→ **HOW TO COMPLETE THIS TASK**
In the data below, find the line containing "of the orange", then set down that line and every later line up to and including the line containing "of the dark", exactly.

Source data

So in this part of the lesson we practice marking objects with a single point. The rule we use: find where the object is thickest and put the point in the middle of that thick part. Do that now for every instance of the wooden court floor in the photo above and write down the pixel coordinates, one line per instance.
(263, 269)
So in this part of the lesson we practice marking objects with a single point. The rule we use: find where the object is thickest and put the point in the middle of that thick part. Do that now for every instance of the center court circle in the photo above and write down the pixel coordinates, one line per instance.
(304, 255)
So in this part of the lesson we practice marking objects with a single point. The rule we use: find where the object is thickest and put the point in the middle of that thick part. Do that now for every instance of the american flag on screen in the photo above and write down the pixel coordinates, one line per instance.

==

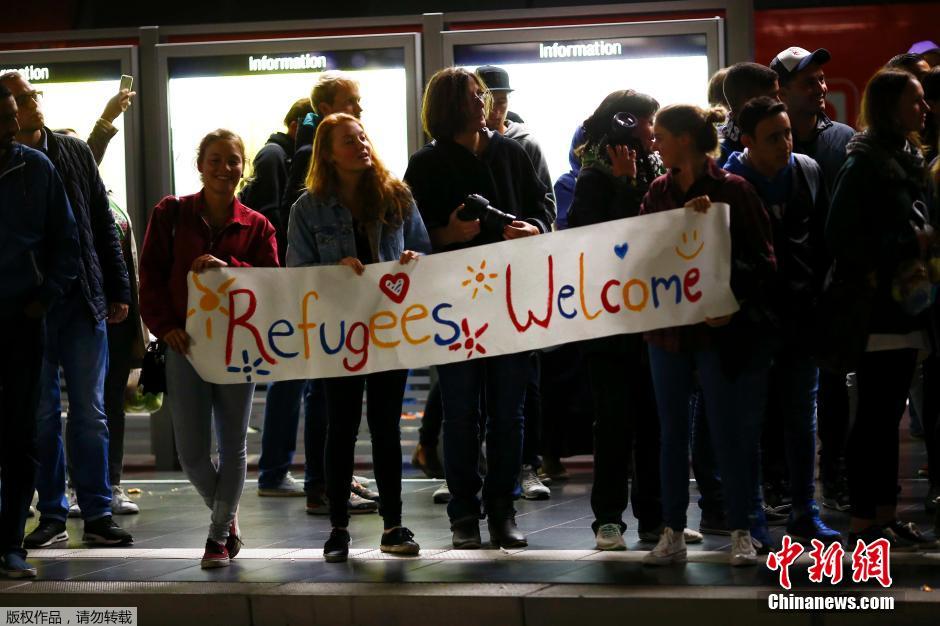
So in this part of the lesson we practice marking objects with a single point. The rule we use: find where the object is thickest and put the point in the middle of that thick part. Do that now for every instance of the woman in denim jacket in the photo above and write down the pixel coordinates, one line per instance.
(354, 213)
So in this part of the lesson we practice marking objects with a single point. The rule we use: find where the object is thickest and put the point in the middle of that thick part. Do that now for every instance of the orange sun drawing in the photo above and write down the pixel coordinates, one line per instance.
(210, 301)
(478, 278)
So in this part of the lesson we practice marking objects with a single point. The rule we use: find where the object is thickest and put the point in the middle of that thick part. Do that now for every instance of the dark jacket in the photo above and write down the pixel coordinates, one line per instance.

→ **SOLVED PROBLEM**
So in this part of the lesson we practice marking objects with a single point. The rule we use: find where the object is thickest and put the point in the middle of that thick part. Do that now for every instance of the orange sun drawing in the photo above and write down the pixel coordinates, one line per instance.
(210, 301)
(478, 278)
So in this part of the lesson we practice marking objects with a single point. The rule we use: find where the object is thickest and put the point in the middle of that thick part. Do that now for every instance of the dark jacket in the photo above and write down the pixel coordinates, one line per instance.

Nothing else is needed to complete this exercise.